Collected data:
╔══
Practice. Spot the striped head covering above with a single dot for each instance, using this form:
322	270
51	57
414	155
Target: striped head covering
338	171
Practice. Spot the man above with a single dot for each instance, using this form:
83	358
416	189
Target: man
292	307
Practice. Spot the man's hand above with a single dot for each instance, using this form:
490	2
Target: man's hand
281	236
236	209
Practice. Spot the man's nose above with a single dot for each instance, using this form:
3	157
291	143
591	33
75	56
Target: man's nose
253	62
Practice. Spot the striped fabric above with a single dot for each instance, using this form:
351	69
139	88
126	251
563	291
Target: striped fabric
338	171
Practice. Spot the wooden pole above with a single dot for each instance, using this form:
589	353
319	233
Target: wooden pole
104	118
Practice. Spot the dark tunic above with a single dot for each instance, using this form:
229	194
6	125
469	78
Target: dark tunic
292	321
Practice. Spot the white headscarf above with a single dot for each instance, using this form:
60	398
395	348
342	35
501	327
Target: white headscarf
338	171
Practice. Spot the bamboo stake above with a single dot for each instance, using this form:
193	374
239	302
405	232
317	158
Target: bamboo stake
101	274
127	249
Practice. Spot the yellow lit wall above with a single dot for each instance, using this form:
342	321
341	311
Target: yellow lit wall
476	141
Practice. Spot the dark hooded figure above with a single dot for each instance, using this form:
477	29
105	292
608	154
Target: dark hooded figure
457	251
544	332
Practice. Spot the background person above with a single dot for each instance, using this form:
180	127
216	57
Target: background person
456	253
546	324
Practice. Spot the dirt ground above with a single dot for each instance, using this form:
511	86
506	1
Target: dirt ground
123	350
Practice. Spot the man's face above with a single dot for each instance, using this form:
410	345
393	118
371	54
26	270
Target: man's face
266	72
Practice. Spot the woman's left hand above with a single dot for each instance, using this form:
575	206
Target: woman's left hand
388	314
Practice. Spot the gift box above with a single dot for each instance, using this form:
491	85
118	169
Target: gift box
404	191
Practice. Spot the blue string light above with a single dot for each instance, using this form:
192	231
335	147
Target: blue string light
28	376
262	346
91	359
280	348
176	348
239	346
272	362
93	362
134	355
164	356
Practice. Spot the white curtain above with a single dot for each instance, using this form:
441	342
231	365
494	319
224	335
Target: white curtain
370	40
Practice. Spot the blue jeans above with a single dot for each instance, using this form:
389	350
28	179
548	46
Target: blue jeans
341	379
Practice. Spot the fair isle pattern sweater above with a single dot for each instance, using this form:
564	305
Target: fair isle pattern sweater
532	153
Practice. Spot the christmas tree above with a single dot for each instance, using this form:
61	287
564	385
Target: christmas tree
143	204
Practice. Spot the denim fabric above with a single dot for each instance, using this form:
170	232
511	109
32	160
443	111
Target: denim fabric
╚══
Your task is to output all of the data above word for word.

§ FINISHED ANSWER:
Practice. Spot the striped head covering above with a single dot for each instance, using this form:
322	270
51	57
414	155
Target: striped head covering
338	171
Practice. Spot the man above with a single dot for each instance, using this form:
83	358
416	189
Target: man
292	307
Practice. Spot the man's hand above with a single dot for each instance, using this form:
490	2
Target: man's hand
281	236
236	209
Practice. Spot the man's nose above with a single dot for each instance, using this form:
3	157
291	143
591	33
75	56
Target: man's nose
253	62
Practice. Spot the striped fabric above with a single dot for each instance, using this form:
351	69
139	88
126	251
563	291
Target: striped fabric
338	171
Practice. Spot the wooden pole above with a single dot for each instance, using this form:
589	353
319	233
Target: wooden pole
104	118
Practice. Spot the dark tunic above with a single dot for each instance, using this form:
229	194
6	125
469	78
Target: dark tunic
292	321
Practice. Spot the white headscarf above with a single dot for each instance, using this form:
60	398
395	348
342	35
501	327
Target: white headscarf
338	171
Practice. Spot the bamboo stake above with a single dot for each instance, using this form:
193	374
239	302
405	232
317	158
Target: bamboo stake
101	274
127	249
Practice. Spot the yellow lit wall above with a single dot for each instance, using this form:
342	321
341	311
Target: yellow lit wall
476	141
Practice. Spot the dark hooded figure above with a single dot for each instance, using this form:
477	29
105	292
608	154
Target: dark hooded figure
457	251
544	332
Practice. Spot the background person above with a single dot for each instance, using this form:
180	127
216	57
Target: background person
456	253
546	324
Practice. Spot the dirt ground above with a single dot for each instance, using this form:
511	86
506	1
Target: dirt ground
123	350
Practice. Spot the man's face above with a single dot for each instance, using this form:
410	345
393	118
371	54
26	270
Target: man's face
266	72
Practice. Spot the woman's left hand above with a single dot for each instance, using this form:
575	206
Target: woman's left hand
388	314
Practice. Spot the gift box above with a single dot for each instance, using this form:
491	85
118	169
Target: gift box
404	191
Practice. Spot the blue string light above with a single dot for each instance, using this form:
192	231
335	147
Target: blue string light
28	376
262	346
91	359
280	348
176	348
239	346
272	362
93	362
134	355
164	356
Practice. Spot the white curtain above with a single dot for each instance, using this form:
441	342
231	365
494	319
224	335
Target: white curtain
370	40
Practice. Spot the blue jeans above with a single dot for each instance, using this form:
389	350
28	179
548	46
Target: blue jeans
341	379
Practice. Spot the fair isle pattern sweater above with a single dot for each instance, using this form:
564	305
Target: fair isle pattern sweater
532	153
Practice. Spot the christmas tree above with a single dot for each instance, using this form:
61	287
564	385
Target: christmas tree
143	204
Practice. Spot the denim fabric above with a single dot for each instance, using this form:
170	232
511	109
32	160
443	111
Target: denim fabric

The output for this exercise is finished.